━━ Data to examine ━━
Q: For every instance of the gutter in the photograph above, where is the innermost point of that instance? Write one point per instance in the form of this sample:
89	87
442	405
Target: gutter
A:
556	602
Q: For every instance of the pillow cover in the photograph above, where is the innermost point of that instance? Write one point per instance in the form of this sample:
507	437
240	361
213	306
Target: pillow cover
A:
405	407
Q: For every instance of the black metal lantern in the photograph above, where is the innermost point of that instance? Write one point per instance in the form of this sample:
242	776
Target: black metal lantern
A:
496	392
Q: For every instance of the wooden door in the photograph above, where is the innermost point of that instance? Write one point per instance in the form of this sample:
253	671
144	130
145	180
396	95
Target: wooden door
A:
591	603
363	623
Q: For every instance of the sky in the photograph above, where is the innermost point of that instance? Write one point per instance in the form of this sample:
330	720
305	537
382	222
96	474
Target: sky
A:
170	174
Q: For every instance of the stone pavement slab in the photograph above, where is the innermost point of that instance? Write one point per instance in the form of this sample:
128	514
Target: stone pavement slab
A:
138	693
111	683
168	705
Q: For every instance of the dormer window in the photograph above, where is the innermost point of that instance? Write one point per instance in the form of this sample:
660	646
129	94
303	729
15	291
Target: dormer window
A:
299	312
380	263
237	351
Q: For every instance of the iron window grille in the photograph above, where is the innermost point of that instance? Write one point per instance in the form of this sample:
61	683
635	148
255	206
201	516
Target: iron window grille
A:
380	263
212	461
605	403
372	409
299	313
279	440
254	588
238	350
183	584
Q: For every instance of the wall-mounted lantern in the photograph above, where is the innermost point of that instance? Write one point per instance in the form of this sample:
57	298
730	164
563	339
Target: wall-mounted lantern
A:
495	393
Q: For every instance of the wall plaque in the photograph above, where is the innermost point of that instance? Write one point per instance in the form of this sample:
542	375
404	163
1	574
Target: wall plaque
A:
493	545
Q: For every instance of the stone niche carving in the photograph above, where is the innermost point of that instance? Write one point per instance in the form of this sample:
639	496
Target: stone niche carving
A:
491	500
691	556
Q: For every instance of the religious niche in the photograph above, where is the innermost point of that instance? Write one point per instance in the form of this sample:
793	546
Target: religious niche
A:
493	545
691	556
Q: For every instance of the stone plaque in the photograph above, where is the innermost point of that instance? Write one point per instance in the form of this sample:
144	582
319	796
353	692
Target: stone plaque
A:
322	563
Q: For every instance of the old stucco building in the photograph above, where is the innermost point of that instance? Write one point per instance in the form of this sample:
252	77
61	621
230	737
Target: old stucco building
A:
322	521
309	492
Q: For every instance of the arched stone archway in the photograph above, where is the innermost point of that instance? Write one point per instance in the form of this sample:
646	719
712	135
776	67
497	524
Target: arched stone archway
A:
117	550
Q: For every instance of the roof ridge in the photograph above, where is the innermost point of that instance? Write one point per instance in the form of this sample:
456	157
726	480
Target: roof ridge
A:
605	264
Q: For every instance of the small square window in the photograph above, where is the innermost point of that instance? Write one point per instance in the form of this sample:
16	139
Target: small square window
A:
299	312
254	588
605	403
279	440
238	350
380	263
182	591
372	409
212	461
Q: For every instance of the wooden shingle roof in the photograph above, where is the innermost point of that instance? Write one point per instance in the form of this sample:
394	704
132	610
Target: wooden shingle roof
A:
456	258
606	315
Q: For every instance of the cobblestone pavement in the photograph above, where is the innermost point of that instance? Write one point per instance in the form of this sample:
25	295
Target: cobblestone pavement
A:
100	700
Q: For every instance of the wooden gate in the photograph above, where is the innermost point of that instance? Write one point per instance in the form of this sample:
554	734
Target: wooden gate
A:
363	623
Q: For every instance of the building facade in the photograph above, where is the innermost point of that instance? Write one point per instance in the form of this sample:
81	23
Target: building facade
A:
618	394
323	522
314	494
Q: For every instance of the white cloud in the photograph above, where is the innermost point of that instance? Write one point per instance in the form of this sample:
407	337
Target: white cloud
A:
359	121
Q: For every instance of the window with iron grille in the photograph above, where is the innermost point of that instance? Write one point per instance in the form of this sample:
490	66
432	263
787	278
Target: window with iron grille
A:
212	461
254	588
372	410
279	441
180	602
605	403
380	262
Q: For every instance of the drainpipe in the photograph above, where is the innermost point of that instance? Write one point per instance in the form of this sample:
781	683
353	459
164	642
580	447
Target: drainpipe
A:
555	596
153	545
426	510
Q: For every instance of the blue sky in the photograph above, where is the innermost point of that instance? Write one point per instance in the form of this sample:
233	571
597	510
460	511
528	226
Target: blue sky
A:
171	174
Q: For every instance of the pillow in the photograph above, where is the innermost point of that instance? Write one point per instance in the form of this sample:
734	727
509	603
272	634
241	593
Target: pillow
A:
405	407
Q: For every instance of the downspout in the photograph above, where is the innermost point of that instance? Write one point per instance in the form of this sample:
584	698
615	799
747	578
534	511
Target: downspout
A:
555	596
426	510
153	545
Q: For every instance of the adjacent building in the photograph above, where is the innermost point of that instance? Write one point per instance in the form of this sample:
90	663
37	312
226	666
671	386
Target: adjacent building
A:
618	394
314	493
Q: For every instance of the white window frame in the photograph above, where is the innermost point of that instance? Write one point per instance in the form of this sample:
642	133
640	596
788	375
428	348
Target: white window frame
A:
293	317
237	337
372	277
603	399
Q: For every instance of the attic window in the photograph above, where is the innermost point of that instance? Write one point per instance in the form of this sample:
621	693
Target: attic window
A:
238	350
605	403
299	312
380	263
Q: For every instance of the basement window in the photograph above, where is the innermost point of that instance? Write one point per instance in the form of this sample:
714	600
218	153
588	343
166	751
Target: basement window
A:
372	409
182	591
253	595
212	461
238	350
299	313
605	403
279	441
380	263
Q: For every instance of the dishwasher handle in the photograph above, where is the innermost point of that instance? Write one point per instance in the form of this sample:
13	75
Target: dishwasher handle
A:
━━━
Prompt –
A word-for-word repeat of the full data is needed.

Problem solution –
Q: For every instance of the gutter in the photograph above, where is the innermost point of that instance? Write one point per instance in the form of this sample:
89	87
442	405
Target: gutter
A:
556	602
Q: For every instance of the pillow cover in the photograph above, where is the innermost point of that instance? Write one point per instance in the form of this sample:
507	437
240	361
213	306
Target: pillow cover
A:
405	407
Q: For every instance of the black metal lantern in the photograph above, where is the innermost point of that instance? Write one point per instance in the form of this sample:
242	776
Target: black metal lantern
A:
496	392
Q: For every instance of the wooden door in the photograph above, where is the innermost point of that instance? Write one point per instance in the form of this sample:
253	671
144	130
145	180
396	95
Target: wooden door
A:
591	603
363	623
Q: For every instance of the sky in the photograph above, where is the innermost point of that instance? Write one point per instance in the form of this sample:
330	720
305	537
382	222
96	474
Target: sky
A:
170	174
Q: For every instance of the stone pavement slab in the photograph above, where is the innermost point of that instance? Write one point per instance in the form of this sample:
128	514
Target: stone pavement slab
A:
138	693
111	683
168	705
Q: For every instance of the dormer window in the photograph above, where is the innermost point of that instance? Write one point per instance in the form of this sample:
660	646
129	94
303	729
15	291
Target: dormer window
A:
299	312
380	263
237	351
Q: For every instance of the iron window grille in the photograph above, where is the innermost point of that instance? Write one point per instance in the form of this sample:
61	683
635	148
255	206
201	516
Target: iron window grille
A:
380	263
212	461
605	403
372	409
299	313
279	440
254	588
238	350
183	584
Q: For every instance of the wall-mounted lantern in the photograph above, where is the innermost point of that instance? Write one point per instance in the form of this sample:
57	298
730	164
563	339
Target: wall-mounted lantern
A:
495	393
Q: For every instance of the wall plaque in the photograph above, where is the innermost point of that instance? Write one point per instance in the form of this sample:
542	375
404	163
1	574
Target: wall plaque
A:
493	545
Q: For every instance of the stone niche carving in the photograph above, where is the innermost point of that instance? Write one point per instance in the form of this sample:
639	496
Target: stone niche carving
A:
491	500
691	556
Q: For every instance of the religious niche in the photograph above, where is the innermost point of that instance? Write one point per instance in the form of this sample:
793	546
Target: religious niche
A:
493	545
691	556
Q: For every instance of the stone plaque in the photograph above, where is the innermost point of that instance? Write one point per instance in the form of this sample:
144	582
319	796
353	692
Target: stone plaque
A:
322	563
Q: For every instance of the old stucco building in the photograph above, where is the innermost point of that instance? Write one point per instance in the form of this sample:
252	77
61	621
230	737
Target: old stucco building
A:
322	521
309	492
Q: For every instance of the arched stone archway in the photograph above, where is the innermost point of that instance? Write one point per instance in the form of this sample:
646	719
712	135
776	67
497	524
Target: arched stone archway
A:
117	550
Q: For every instance of the roof ridge in the photograph above, where is the innermost point of that instance? Write one point per instance in the form of this sample:
456	157
726	480
Target: roof ridge
A:
605	264
Q: For every instance of the small square window in the photograph above, where is the innermost point of that instance? Write one point per instance in the form of this sample:
16	139
Target: small square window
A:
299	312
254	588
605	403
279	440
238	350
380	263
182	591
372	409
212	461
Q: For every instance of the wooden shingle roof in the photograph above, where is the innermost point of that instance? Write one point per instance in the form of this sample:
394	704
132	610
Target: wooden shingle roof
A:
456	258
606	315
Q: For every instance of the cobblestone pavement in the photograph above, where is the innermost point of that instance? Write one point per instance in the form of this sample:
25	295
Target: cobblestone pavement
A:
100	700
Q: For every instance of the wooden gate in the photograph above, where is the innermost point of that instance? Write one point per instance in the form of this sample:
554	734
Target: wooden gate
A:
363	623
Q: For every instance of the building facade in the photograph above, where is the innermost point of that instance? Write one point per instance in the form of this sample:
81	23
Target: building facade
A:
618	394
323	522
314	494
Q: For every instance of the white cloud in the photograph above, where is the innermost point of that instance? Write one point per instance in the form of this sample:
407	337
Target: white cloud
A:
359	121
Q: For every instance of the window with iron grille in the photograph above, where is the innermost point of that instance? Write one point per instance in the form of this sample:
490	66
432	263
787	278
Target: window with iron grille
A:
212	461
254	588
372	410
279	441
180	602
605	403
380	262
Q: For every instance of the drainpipe in the photograph above, where is the innermost point of that instance? Write one point per instance in the form of this sample:
781	683
353	459
164	642
580	447
Target: drainpipe
A:
555	596
153	545
426	510
Q: For every instance of the blue sky in the photograph above, where is the innermost point of that instance? Write one point per instance in the form of this sample:
233	571
597	510
460	511
528	226
Target: blue sky
A:
171	174
Q: For every instance of the pillow in the photograph above, where is the innermost point of that instance? Write one point per instance in the form of this sample:
734	727
509	603
272	634
241	593
Target: pillow
A:
405	407
Q: For every instance of the downspout in the photograph above, where is the innermost point of that instance? Write one point per instance in the form of this sample:
584	698
615	799
747	578
534	511
Target: downspout
A:
555	596
426	510
153	545
Q: For every instance of the adjacent building in the photograph above, where is the innermost point of that instance? Write one point per instance in the form of this sample:
90	663
37	312
226	666
671	386
Target: adjacent building
A:
618	394
314	493
Q: For every instance of the white window frame in the photograph above, where is the innermost point of that instance? Write one point per instance in the form of this sample:
642	133
640	596
788	375
428	348
Target: white window frame
A:
293	317
237	337
372	277
603	399
Q: For every instance of the attic window in the photograph above, where is the innermost point of that instance? Write one point per instance in the form of this sample:
621	693
Target: attic window
A:
238	350
605	403
299	312
380	263
Q: For every instance of the basement window in the photograph above, where is the innermost point of that instance? Write one point per instance in the form of this sample:
714	600
218	153
588	343
166	751
Target: basement window
A:
372	409
182	591
253	595
212	461
238	350
299	313
605	403
279	441
380	263
Q: For every instance of the dishwasher handle in the photograph above, where is the innermost point of that instance? Write one point per instance in the form of this sample:
13	75
Target: dishwasher handle
A:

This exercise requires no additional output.